> _TEXT_:
╔══
Am Dienstagmorgen in Leipzig tritt langsam Ernüchterung ein. Das Wave Gotik Treffen (WGT) wurde in der Nacht von Montag auf Dienstag beendet. Die Gothics, Grufties oder Schwarzromantiker, wie sie in diversen Lokalausgaben der Tageszeitungen genannt werden, treten ihren Heimweg an und überlassen Leipzig wieder den Leipzigern – zumindest bis zum nächsten Pfingstwochenende. Jeweils am Donnerstag davor, pünktlich zur Öffnung des Zeltplatzes, treffen die ersten Festivalgänger in ganz Leipzig ein. Die frühe Anreise wird einerseits mit einem gut gelegenen Zeltplatz belohnt und andererseits wird versucht das Festivalfeeling auf einen weiteren Tag auszudehnen. Diesem Versuch kommen die Parties am Donnerstag, in den verschiedenen Locations, wie Villa, Moritzbastei und Darkflower, entgegen. Abgesehen davon, dass auch am Donnerstagabend ganz Leipzig bereits dunkle Gestalten zu bieten hat, kann sich so der gemeine Grufti nicht einsam fühlen.
Im Gegensatz zu 2006, wo schon am Donnerstag anlässlich des 15. Geburtstages des WGTs das WGT mit Konzerten im Rahmen des WGT-Jubiläumsballs im Volkspalast eröffnet wurde, begannen 2008 die Konzerte am Freitag, den 9. Mai. Dies war auch an den Bändchen-Abholplätzen zu bemerken, während 2006 die Schlangen schier endlos schienen, bedürfte es dieses Jahr keinen Anstellbemühungen. Im Allgemeinen entstand der Eindruck, dass das WGT weniger gut besucht sei. Der Zeltplatz war nicht so überfüllt, die Schlangen an den verschiedenen Locations hielten sich in erträglichen Grenzen, auch die Taxifahrer vernahmen eine geringere Nachfrage. Die subjektiven Eindrücke lassen sich aber nicht durch objektive Zahlen bestätigen, denn letztere fehlen. Die Zeitungen verlautbarten am Dienstag, wohl gemerkt wie jedes Jahr, eine Besucherzahl von 20.000.
Ganz ohne Anstellerei ging es nun doch nicht, denn pünktlich zum ersten größeren Act „Das Ich“ in der Agra-Halle bildete sich eine Traube, die um Einlass drängte. Je nach Ausgangs- oder Angriffspunkt kam man so entweder nach fünf oder fünfundzwanzig Minuten in die dunkle, große Halle. Die wider Erwarten nach dem Anstellen kaum gefüllt war und genügend Platz zum Atmen bot. Dank mangelnden Geschicks beim Anstellen konnte von „Das Ich“ nur Bruno Kramms teufelsähnliche, in Rot gehaltene Antlitz bei dessen Verabschiedung vernommen werden. Die nachfolgende Band „Sigue Sigue Sputnik“ veranlasste einen Wandel im Publikum, welches dann den "original Kings of electronic Rock n Roll“ besser entsprach.
Ein Hauch von Underground?
╚══
> _ARBEITSANWEISUNGEN_:
[A] An welchem Tag begannen laut dem Bericht über das Wave Gotik Treffen im Jahr 2008 die Konzerte?
[B] Geben Sie aus dem Bericht über das Wave Gotik Treffen den Abschnitt von „Ganz ohne Anstellerei“ bis „Hauch von Underground?“ wieder und benennen Sie dabei „Agra-Halle“ in „Messehalle“ um.

> _LISTE DER DATENSÄTZE_:
╔══
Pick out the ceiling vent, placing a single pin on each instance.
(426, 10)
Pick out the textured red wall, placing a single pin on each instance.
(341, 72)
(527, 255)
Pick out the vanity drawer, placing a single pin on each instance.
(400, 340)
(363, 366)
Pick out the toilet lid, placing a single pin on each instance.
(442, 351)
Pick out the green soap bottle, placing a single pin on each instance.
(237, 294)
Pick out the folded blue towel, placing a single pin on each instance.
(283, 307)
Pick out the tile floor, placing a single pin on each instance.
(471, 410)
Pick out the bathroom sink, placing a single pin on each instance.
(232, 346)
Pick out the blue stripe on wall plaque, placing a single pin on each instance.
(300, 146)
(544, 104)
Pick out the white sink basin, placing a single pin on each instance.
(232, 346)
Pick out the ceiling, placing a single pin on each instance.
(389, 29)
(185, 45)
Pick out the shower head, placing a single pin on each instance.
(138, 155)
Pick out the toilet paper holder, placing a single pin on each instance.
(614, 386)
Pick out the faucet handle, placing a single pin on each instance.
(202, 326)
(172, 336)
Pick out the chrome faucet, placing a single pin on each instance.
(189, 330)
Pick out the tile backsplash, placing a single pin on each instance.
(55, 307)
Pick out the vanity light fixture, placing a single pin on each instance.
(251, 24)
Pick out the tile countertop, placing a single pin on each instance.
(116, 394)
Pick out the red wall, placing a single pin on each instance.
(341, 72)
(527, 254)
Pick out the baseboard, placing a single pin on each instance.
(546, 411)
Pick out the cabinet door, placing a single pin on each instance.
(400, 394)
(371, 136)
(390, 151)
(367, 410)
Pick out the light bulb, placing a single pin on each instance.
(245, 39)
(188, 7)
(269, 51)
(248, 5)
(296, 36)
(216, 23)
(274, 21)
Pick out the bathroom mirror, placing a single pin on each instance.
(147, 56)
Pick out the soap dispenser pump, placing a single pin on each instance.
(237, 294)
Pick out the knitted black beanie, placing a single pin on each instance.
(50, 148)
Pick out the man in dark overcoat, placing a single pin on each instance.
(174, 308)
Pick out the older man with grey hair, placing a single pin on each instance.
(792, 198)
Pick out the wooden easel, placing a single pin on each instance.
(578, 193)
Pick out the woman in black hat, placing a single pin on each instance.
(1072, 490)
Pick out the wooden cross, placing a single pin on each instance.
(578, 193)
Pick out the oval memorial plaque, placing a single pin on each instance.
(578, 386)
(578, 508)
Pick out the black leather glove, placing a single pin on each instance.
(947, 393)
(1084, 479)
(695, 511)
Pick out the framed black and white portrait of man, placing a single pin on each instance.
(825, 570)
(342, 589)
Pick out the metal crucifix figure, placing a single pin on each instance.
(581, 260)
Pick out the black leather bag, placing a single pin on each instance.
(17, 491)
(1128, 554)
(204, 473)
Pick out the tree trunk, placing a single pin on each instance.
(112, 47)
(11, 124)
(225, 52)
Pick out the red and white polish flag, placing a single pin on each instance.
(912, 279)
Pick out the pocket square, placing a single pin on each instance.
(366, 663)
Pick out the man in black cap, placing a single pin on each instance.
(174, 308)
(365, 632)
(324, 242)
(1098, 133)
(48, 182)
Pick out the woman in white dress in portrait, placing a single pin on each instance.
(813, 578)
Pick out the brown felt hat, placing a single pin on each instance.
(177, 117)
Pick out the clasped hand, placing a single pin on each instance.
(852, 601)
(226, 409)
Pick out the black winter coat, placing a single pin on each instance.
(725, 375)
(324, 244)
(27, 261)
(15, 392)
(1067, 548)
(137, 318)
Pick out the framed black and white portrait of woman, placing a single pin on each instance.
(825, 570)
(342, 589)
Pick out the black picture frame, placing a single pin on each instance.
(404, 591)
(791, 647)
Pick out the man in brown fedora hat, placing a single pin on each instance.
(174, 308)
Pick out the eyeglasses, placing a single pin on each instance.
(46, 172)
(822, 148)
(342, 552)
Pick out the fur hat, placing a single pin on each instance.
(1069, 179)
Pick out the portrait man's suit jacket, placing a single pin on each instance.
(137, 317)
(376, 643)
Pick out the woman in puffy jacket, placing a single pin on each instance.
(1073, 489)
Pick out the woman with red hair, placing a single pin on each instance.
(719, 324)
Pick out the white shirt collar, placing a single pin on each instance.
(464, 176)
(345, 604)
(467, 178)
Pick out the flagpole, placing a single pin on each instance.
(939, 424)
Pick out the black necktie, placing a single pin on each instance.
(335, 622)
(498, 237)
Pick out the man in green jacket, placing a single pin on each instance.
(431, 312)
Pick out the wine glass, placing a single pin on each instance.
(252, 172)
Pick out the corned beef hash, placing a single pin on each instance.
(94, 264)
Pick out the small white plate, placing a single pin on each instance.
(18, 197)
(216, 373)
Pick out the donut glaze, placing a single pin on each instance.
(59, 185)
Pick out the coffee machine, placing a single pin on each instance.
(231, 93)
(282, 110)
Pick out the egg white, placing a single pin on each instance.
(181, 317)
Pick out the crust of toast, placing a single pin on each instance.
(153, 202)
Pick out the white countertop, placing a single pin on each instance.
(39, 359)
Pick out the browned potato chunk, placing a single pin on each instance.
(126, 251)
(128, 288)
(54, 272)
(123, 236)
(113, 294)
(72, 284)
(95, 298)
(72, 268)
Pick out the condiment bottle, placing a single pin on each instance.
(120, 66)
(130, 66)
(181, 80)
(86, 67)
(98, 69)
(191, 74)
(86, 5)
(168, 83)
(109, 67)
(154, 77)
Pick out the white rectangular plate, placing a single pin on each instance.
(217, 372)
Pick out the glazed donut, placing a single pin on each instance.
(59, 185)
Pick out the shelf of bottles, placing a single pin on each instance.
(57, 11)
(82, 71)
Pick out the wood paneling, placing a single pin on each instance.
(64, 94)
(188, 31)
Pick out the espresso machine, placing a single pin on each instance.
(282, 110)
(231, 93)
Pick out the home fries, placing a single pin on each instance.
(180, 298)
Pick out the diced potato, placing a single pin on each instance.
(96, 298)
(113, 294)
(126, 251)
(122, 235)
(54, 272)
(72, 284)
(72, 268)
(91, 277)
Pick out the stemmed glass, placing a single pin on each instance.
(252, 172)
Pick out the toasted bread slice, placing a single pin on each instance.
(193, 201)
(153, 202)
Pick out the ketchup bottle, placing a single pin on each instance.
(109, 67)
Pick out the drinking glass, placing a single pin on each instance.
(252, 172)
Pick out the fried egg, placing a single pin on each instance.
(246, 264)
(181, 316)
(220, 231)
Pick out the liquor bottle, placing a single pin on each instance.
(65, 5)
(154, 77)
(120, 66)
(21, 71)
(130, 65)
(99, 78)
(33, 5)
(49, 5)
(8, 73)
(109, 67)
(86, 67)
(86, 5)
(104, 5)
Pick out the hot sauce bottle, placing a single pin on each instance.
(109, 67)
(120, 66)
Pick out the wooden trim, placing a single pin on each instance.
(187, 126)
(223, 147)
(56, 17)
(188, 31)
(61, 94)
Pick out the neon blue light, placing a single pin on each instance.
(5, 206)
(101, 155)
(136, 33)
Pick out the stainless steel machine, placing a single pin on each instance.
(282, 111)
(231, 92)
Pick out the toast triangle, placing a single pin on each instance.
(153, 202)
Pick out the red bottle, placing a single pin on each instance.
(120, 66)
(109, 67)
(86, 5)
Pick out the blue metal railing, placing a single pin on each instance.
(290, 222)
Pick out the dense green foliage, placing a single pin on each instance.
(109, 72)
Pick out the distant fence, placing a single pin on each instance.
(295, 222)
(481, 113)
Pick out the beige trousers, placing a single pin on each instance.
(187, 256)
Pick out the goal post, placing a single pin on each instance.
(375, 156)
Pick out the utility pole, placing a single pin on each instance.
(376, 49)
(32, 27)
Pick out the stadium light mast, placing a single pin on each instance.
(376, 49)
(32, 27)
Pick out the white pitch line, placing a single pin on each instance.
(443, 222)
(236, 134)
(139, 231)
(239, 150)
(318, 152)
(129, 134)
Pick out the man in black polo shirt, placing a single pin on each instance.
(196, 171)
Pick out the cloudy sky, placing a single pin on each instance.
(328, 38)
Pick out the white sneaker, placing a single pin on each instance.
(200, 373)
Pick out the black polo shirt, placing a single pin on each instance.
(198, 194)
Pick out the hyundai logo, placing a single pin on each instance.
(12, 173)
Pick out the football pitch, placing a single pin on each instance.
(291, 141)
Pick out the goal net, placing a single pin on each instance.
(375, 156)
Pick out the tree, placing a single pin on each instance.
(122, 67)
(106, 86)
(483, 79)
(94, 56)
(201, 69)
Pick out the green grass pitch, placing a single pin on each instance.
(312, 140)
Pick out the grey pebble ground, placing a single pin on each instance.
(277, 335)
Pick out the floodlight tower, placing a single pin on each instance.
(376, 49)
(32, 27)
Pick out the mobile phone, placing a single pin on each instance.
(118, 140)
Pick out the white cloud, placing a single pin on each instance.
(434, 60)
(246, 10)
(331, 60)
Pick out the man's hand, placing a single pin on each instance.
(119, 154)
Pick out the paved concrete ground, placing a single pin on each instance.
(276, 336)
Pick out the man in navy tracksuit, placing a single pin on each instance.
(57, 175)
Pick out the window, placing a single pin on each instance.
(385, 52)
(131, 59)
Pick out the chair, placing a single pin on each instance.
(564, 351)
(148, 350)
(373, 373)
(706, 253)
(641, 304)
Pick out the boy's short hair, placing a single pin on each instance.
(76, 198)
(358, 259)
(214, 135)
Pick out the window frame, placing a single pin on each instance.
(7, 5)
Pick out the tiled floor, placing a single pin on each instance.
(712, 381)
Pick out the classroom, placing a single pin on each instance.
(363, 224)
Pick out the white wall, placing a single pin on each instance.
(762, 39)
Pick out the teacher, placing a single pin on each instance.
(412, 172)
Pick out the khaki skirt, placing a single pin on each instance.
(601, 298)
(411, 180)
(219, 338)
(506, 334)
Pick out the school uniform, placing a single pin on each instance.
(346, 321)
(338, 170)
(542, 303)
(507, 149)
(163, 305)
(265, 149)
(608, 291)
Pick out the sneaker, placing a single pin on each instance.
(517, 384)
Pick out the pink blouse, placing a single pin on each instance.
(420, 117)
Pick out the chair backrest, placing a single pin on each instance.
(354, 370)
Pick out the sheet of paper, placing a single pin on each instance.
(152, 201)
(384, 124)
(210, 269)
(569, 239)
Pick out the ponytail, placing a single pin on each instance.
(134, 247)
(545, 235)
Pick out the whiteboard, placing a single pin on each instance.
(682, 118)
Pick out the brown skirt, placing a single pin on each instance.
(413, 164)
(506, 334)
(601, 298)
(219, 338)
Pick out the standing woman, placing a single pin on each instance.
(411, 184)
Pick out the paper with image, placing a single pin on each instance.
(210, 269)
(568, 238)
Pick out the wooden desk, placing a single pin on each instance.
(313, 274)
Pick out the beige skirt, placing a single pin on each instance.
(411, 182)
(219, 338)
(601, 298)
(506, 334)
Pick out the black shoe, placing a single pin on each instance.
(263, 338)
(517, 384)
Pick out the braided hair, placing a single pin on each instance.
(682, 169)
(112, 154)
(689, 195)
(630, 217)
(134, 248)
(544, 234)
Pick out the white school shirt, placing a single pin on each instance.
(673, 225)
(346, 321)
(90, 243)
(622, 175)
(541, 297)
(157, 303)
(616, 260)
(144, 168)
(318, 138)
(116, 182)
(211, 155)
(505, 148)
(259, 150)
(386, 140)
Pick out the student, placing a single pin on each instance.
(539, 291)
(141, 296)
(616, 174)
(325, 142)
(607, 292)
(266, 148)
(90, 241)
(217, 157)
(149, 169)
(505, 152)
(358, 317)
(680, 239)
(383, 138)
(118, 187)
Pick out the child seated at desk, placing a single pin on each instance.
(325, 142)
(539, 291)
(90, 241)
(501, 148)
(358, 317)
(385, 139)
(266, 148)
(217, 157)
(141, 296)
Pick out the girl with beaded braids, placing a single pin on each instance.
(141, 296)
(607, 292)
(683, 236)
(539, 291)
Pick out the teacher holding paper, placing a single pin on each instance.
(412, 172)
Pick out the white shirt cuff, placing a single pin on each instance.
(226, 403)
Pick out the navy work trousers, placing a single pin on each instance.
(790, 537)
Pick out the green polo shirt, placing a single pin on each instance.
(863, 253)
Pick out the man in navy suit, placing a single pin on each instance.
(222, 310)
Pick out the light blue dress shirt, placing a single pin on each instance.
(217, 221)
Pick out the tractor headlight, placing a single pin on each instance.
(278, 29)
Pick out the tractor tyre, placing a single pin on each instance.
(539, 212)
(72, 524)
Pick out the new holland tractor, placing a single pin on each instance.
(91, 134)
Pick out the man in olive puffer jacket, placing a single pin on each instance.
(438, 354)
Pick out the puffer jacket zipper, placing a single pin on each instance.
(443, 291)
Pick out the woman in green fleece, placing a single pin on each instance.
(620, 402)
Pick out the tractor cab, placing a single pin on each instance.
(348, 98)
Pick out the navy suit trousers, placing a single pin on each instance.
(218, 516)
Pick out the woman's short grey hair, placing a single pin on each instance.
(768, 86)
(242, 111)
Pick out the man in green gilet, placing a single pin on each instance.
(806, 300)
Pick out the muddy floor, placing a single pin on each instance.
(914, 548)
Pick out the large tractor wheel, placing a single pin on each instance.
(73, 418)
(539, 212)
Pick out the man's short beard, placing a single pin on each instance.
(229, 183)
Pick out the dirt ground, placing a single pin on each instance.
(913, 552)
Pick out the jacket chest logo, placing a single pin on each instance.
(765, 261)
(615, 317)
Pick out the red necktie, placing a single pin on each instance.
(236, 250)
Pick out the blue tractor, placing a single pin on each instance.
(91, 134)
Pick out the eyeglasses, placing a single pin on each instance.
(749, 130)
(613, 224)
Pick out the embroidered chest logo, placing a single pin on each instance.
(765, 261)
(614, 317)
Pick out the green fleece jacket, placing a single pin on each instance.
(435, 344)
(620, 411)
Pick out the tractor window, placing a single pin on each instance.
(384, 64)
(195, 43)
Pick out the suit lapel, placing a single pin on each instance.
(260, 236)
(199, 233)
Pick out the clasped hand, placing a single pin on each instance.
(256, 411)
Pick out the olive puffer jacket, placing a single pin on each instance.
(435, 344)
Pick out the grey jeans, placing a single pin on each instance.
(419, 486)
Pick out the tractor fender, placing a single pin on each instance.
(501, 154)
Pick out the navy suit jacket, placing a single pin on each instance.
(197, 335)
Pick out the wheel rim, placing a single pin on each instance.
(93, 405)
╚══
> _LÖSUNGEN_:
[A] Am Freitag, den 9. Mai.

[B]
Ganz ohne Anstellerei ging es nun doch nicht, denn pünktlich zum ersten größeren Act „Das Ich“ in der Messehalle bildete sich eine Traube, die um Einlass drängte. Je nach Ausgangs- oder Angriffspunkt kam man so entweder nach fünf oder fünfundzwanzig Minuten in die dunkle, große Halle. Die wider Erwarten nach dem Anstellen kaum gefüllt war und genügend Platz zum Atmen bot. Dank mangelnden Geschicks beim Anstellen konnte von „Das Ich“ nur Bruno Kramms teufelsähnliche, in Rot gehaltene Antlitz bei dessen Verabschiedung vernommen werden. Die nachfolgende Band „Sigue Sigue Sputnik“ veranlasste einen Wandel im Publikum, welches dann den "original Kings of electronic Rock n Roll“ besser entsprach.
Ein Hauch von Underground?